- **PROVIDED MATERIAL**:
- - - -

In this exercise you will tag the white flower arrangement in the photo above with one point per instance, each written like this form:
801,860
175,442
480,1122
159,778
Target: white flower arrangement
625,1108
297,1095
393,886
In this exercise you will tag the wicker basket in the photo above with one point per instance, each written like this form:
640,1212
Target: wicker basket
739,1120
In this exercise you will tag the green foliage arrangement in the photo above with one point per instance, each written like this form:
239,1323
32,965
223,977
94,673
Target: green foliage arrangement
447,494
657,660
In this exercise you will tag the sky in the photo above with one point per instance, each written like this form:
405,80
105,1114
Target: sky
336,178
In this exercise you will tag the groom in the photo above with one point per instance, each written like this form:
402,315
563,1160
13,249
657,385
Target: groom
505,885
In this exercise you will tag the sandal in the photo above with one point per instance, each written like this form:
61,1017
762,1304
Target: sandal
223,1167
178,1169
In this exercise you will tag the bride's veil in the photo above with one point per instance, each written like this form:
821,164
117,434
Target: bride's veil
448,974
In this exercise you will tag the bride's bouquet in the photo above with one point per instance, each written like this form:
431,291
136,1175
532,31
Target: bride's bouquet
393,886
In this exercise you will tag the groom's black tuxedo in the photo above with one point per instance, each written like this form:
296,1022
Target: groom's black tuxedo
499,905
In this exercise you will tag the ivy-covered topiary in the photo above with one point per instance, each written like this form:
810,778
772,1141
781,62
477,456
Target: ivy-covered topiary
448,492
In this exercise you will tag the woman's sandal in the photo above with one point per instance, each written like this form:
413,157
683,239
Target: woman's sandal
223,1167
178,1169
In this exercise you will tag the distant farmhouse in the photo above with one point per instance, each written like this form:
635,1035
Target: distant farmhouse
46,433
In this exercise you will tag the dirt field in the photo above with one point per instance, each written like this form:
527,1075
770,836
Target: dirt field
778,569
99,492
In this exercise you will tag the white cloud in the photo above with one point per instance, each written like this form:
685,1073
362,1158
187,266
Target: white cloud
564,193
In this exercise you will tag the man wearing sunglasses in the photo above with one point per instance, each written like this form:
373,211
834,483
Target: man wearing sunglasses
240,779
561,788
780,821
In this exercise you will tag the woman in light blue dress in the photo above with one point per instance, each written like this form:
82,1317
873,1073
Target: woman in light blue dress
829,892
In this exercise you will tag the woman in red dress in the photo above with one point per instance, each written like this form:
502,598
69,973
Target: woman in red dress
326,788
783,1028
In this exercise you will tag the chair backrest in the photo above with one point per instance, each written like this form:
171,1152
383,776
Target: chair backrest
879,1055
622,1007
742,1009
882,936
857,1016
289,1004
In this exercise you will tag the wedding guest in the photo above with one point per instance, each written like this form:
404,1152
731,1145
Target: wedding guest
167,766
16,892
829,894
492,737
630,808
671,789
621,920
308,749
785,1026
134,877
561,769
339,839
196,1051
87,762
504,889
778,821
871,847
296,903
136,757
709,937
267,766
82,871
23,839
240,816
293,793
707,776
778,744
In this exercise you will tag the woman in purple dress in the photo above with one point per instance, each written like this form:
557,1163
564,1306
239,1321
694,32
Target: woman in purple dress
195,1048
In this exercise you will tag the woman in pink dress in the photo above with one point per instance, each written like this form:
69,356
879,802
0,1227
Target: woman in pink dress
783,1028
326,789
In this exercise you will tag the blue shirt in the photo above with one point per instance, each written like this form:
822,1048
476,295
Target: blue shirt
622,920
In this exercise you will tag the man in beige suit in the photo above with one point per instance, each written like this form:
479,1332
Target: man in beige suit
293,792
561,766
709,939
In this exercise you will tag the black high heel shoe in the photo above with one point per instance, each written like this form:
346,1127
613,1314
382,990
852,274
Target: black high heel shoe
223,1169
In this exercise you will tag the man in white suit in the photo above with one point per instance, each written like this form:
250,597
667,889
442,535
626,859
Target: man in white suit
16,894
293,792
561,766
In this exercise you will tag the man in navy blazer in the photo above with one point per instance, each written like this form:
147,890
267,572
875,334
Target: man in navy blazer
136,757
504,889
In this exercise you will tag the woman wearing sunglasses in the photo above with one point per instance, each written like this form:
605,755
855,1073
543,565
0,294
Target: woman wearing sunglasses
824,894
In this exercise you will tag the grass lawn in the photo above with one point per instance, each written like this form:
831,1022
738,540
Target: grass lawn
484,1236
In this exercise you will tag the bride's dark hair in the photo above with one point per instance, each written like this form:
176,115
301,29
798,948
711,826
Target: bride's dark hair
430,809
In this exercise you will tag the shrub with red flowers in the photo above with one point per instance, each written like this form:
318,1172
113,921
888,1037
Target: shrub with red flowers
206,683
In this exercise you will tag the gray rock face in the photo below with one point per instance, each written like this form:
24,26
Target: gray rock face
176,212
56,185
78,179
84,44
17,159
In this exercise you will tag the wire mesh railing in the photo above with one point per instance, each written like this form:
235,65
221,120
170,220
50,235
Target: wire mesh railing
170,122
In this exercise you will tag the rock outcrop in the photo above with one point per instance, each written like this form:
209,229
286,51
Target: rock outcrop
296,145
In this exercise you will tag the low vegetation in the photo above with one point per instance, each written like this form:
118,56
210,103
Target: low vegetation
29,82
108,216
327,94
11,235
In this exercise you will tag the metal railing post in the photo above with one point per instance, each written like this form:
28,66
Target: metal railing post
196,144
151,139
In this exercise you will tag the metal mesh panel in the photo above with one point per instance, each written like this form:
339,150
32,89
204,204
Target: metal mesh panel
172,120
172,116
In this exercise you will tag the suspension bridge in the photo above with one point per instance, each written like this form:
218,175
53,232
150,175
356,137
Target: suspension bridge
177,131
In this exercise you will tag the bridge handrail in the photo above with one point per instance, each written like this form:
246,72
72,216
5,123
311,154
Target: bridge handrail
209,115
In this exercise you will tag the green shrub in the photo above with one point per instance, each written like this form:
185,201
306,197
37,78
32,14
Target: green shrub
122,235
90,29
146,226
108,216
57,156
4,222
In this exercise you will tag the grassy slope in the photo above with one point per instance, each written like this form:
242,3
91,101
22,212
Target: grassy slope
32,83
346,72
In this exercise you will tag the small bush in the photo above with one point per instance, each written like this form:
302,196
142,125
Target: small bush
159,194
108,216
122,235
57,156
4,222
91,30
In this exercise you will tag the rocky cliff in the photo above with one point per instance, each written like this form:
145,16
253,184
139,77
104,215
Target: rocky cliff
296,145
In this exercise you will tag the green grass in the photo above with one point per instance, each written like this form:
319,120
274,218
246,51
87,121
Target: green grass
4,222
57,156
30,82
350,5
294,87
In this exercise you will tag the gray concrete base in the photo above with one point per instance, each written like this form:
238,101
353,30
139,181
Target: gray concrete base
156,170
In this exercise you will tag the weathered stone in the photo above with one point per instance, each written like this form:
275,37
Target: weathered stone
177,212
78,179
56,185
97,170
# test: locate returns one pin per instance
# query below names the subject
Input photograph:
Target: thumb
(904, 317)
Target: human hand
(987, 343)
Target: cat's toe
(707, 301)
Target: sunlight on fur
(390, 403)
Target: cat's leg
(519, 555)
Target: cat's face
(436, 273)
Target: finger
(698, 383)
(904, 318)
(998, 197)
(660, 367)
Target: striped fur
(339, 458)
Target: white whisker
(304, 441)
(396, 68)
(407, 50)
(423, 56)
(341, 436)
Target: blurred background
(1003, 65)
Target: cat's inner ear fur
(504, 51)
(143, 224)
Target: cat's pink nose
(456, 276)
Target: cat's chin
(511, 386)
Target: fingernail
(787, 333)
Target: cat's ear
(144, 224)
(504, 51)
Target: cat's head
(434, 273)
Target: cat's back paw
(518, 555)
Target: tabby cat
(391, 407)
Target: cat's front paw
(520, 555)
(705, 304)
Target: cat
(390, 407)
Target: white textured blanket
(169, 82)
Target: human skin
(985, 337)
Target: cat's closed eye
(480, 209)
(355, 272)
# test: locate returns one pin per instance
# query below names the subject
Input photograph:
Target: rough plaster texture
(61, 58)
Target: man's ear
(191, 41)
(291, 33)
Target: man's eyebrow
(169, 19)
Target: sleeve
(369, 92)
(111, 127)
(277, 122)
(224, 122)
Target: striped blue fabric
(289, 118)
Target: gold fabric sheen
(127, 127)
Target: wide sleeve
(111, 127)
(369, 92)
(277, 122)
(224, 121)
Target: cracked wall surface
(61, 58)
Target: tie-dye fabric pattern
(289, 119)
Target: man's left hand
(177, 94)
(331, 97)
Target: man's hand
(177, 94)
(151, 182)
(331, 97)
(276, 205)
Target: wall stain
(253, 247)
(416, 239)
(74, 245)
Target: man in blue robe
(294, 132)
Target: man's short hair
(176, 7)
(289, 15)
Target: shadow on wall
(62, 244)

- - - -

- **REQUEST**: With the line containing "Target: striped fur" as the first and the last line of the records as the final one, print exactly the lines in that span.

- **RIGHT ANSWER**:
Target: striped fur
(339, 458)
Target: white whisker
(304, 441)
(396, 68)
(407, 50)
(423, 56)
(341, 436)
Target: blurred background
(1003, 65)
Target: cat's inner ear fur
(504, 51)
(143, 224)
Target: cat's pink nose
(456, 276)
Target: cat's chin
(511, 386)
Target: fingernail
(787, 333)
Target: cat's ear
(144, 224)
(504, 51)
Target: cat's head
(434, 273)
Target: cat's back paw
(518, 555)
Target: tabby cat
(391, 407)
Target: cat's front paw
(520, 555)
(705, 304)
Target: cat
(390, 407)
Target: white textured blanket
(169, 82)
Target: human skin
(985, 337)
Target: cat's closed eye
(480, 209)
(355, 272)
# test: locate returns one pin per instance
# query below names the subject
Input photograph:
Target: rough plaster texture
(61, 58)
Target: man's ear
(191, 41)
(291, 33)
Target: man's eyebrow
(169, 19)
Target: sleeve
(369, 92)
(111, 127)
(277, 122)
(224, 122)
Target: striped blue fabric
(289, 118)
Target: gold fabric sheen
(127, 127)
Target: wide sleeve
(111, 127)
(369, 92)
(277, 122)
(224, 121)
Target: cracked wall surface
(61, 58)
Target: tie-dye fabric pattern
(289, 119)
Target: man's left hand
(177, 94)
(331, 97)
Target: man's hand
(177, 94)
(151, 182)
(331, 97)
(276, 205)
Target: wall stain
(253, 247)
(416, 239)
(74, 245)
Target: man in blue robe
(294, 132)
Target: man's short hair
(176, 7)
(289, 15)
Target: shadow on wall
(62, 244)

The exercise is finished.